[Point annotation records]

<<<<

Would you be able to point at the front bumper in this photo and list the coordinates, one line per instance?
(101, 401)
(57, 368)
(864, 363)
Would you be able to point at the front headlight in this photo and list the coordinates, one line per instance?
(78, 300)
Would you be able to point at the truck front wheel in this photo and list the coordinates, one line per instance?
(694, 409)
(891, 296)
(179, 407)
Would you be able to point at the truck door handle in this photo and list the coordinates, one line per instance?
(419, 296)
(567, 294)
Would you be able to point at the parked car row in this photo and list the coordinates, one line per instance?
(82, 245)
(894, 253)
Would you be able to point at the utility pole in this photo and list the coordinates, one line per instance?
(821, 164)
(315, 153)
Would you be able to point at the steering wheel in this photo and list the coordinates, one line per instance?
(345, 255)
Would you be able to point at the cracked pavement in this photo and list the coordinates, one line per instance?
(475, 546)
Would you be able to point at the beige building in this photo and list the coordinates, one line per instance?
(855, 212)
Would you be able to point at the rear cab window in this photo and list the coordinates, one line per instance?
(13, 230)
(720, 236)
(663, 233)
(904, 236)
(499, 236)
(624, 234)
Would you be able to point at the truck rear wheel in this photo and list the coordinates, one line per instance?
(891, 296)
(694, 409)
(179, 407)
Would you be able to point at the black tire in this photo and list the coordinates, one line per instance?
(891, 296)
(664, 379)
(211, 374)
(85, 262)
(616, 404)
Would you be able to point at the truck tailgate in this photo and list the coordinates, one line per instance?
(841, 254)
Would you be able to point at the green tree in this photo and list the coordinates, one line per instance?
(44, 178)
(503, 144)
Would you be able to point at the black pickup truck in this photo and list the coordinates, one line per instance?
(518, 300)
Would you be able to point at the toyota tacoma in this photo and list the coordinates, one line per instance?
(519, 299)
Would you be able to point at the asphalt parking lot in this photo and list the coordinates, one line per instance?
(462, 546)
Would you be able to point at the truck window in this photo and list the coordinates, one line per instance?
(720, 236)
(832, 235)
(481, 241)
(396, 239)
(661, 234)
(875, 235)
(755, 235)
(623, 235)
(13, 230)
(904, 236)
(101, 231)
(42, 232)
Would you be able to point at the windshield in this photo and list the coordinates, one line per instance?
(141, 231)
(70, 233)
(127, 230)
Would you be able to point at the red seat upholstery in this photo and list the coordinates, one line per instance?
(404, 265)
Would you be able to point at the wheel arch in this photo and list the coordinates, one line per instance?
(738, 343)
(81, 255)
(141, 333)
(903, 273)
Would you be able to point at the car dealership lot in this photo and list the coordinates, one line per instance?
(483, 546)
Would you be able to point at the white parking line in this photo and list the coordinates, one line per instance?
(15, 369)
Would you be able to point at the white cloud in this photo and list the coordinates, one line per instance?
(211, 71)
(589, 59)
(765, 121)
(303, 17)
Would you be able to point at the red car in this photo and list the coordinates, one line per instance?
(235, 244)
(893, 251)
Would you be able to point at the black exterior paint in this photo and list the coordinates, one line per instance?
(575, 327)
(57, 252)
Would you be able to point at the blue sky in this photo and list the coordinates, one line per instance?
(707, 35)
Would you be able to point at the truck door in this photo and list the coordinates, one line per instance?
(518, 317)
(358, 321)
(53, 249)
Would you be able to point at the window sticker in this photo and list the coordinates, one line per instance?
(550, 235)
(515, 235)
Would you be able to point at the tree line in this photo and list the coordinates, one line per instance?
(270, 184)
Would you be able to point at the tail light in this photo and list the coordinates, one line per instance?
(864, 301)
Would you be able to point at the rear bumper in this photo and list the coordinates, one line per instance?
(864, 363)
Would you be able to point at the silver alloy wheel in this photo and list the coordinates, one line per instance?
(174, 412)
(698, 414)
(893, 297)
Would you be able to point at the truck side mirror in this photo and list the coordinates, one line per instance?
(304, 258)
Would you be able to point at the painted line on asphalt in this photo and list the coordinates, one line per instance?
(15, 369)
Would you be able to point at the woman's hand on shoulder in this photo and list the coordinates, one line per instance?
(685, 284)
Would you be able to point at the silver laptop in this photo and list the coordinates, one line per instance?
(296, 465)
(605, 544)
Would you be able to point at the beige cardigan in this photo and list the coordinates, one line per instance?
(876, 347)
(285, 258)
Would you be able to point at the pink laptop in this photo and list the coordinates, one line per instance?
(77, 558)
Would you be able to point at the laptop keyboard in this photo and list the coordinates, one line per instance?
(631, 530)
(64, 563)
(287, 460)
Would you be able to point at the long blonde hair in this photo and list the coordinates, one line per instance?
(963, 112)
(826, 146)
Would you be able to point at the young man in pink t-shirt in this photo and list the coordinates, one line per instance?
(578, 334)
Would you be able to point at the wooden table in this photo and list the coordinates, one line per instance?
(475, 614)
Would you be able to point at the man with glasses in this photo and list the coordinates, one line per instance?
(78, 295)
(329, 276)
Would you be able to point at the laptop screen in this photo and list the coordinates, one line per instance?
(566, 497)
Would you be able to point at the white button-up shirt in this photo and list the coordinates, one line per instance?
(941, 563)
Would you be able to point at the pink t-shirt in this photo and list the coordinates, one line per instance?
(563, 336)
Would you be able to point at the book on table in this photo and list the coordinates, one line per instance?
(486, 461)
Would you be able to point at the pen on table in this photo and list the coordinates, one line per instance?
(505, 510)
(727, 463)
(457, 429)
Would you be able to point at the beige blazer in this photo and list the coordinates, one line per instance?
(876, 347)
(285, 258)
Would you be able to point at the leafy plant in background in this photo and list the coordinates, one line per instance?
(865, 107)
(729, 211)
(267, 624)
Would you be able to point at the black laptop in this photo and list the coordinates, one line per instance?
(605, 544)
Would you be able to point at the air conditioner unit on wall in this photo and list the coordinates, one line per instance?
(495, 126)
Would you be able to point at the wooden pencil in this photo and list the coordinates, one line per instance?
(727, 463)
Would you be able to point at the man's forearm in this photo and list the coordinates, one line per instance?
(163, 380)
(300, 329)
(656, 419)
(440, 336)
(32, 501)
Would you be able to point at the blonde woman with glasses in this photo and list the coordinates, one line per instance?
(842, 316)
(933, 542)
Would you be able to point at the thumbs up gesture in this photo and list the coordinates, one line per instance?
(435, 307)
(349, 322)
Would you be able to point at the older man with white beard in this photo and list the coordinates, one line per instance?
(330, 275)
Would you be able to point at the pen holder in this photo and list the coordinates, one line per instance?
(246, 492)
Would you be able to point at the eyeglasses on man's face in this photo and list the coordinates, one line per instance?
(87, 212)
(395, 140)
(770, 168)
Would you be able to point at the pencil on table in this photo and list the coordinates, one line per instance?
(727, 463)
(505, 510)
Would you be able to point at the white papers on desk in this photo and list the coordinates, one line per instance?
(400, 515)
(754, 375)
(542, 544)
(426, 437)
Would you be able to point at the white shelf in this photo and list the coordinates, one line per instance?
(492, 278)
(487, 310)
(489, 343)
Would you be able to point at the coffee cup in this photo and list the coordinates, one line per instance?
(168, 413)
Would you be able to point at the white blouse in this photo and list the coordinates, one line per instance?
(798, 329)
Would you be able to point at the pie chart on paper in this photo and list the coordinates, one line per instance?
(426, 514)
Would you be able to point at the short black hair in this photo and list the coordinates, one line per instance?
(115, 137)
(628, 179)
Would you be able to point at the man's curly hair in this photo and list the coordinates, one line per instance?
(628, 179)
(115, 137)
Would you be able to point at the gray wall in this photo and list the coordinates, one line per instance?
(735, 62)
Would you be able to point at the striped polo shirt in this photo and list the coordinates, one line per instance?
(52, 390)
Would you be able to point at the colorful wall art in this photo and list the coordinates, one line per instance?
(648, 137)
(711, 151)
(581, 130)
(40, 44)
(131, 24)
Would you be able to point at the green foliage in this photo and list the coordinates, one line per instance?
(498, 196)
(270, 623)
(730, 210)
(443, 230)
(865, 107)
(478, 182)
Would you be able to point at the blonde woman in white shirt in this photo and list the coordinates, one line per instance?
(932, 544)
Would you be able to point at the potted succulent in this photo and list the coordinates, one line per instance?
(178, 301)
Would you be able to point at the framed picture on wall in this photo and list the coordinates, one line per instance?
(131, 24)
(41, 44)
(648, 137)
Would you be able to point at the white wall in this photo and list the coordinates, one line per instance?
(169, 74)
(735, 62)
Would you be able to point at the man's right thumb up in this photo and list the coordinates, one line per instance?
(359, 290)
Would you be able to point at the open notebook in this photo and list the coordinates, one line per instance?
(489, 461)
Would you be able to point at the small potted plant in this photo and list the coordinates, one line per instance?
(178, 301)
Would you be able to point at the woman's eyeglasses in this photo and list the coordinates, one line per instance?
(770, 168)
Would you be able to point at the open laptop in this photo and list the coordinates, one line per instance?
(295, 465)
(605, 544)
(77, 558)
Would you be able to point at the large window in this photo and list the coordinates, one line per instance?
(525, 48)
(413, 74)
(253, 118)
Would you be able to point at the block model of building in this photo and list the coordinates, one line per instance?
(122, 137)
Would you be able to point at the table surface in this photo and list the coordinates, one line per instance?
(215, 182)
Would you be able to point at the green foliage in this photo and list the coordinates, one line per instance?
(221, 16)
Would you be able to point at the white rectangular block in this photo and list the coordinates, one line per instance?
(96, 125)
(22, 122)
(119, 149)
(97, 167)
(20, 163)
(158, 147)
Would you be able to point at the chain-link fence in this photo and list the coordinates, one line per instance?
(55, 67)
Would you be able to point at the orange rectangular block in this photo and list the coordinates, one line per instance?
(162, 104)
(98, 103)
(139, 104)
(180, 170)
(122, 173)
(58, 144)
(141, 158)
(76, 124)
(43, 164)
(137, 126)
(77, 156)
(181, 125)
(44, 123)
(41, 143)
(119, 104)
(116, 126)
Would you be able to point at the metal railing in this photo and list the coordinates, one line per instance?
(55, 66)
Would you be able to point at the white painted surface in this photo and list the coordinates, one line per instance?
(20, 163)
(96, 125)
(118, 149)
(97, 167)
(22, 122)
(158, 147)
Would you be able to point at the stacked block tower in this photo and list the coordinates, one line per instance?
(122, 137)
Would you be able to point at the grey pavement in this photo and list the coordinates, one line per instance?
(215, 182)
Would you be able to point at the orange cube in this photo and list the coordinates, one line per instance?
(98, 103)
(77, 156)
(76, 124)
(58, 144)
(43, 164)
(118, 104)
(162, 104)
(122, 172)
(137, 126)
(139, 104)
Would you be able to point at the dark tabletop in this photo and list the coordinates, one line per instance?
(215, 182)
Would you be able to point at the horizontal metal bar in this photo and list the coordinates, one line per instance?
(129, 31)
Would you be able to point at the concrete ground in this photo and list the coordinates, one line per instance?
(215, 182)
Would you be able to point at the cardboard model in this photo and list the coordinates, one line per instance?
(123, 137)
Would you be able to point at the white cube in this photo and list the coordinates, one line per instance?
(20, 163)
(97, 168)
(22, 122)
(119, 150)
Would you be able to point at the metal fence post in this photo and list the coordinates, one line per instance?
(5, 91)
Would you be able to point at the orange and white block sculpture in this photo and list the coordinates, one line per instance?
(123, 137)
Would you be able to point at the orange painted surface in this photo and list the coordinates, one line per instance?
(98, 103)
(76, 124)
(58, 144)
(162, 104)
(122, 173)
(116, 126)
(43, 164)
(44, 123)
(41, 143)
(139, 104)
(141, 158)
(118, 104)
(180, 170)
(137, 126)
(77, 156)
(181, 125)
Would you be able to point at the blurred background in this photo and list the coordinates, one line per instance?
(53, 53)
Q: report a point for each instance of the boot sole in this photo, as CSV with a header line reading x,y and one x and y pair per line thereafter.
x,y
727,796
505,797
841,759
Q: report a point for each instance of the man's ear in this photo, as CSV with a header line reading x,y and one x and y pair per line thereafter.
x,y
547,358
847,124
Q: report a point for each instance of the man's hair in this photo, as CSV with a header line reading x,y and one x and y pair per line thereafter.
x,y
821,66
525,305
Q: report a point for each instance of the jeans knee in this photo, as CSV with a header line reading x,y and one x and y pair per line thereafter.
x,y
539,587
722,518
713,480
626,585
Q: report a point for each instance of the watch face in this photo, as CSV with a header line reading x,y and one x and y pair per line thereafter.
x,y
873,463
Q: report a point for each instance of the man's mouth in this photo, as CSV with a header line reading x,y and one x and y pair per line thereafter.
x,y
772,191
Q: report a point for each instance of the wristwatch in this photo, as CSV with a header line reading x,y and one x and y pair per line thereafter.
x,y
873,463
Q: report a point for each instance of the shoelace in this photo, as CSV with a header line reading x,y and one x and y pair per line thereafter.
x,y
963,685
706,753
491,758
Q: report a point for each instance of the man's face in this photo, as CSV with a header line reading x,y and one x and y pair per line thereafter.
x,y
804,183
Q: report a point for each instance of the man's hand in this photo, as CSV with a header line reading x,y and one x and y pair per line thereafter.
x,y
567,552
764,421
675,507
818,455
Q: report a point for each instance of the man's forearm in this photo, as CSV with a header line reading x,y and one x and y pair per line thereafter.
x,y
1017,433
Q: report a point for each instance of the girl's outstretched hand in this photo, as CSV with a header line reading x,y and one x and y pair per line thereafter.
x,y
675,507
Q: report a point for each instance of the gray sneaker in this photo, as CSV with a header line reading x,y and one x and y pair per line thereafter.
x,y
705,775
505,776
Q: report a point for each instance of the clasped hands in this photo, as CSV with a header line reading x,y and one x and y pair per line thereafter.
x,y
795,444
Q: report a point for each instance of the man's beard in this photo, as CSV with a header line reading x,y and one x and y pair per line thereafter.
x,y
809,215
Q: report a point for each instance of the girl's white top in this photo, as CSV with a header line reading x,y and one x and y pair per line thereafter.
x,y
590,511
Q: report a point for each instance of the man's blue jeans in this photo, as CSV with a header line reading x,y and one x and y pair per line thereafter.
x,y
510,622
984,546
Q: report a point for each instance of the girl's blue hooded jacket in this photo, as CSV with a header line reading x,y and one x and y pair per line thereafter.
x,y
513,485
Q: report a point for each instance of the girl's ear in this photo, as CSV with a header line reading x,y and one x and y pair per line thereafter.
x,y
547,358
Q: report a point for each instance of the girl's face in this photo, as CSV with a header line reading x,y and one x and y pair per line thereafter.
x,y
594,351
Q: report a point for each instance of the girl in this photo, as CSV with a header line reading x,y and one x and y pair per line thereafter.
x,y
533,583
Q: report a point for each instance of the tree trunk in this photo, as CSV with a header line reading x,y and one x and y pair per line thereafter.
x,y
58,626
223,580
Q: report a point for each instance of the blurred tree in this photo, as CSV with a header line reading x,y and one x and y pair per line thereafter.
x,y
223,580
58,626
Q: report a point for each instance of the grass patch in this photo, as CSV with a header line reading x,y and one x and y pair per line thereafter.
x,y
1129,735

>>>>

## SHORT EXERCISE
Repeat, with no changes, each line from the one with "Q: report a point for each instance of the girl's white" to the end of the listing, including both ends and nothing else.

## COMPLETED EXERCISE
Q: report a point for each instance of the girl's white top in this photo, as CSV with a header line reading x,y and one x and y pair per line thereafter.
x,y
590,511
Q: report a point for each instance of the man's blue jeans in this photo, as CSV with a header line reading x,y and one x and y pair per line thereafter.
x,y
510,622
984,546
Q: report a point for each instance of the girl's blue hooded jacket in this photo, as CSV with a header line reading x,y and one x and y pair per line thereafter.
x,y
513,485
Q: report a point for each instance of the girl's ear in this photo, as CSV with a header line reading x,y and one x and y pair per line thereafter.
x,y
547,358
Q: report a point for each instance of the girl's face in this photo, as CSV with a header line reading x,y and one x and y pair per line thereafter.
x,y
594,351
Q: report a point for each instance of the girl in this photo, as CSV with a header line reading x,y and one x and y pair per line thereafter.
x,y
533,583
Q: report a point for each instance of the tree trunk in this photo, as CSV with a header line reading x,y and one x and y pair per line thereafter.
x,y
58,626
223,580
Q: report a point for each instance of the blurred tree in this photo, as CSV with a header line reading x,y and one x and y pair per line thereafter.
x,y
223,580
58,626
Q: report a point for each instance of the grass patch in this photo, as CSV with a header line reading x,y and one x and y pair per line thereafter.
x,y
1129,735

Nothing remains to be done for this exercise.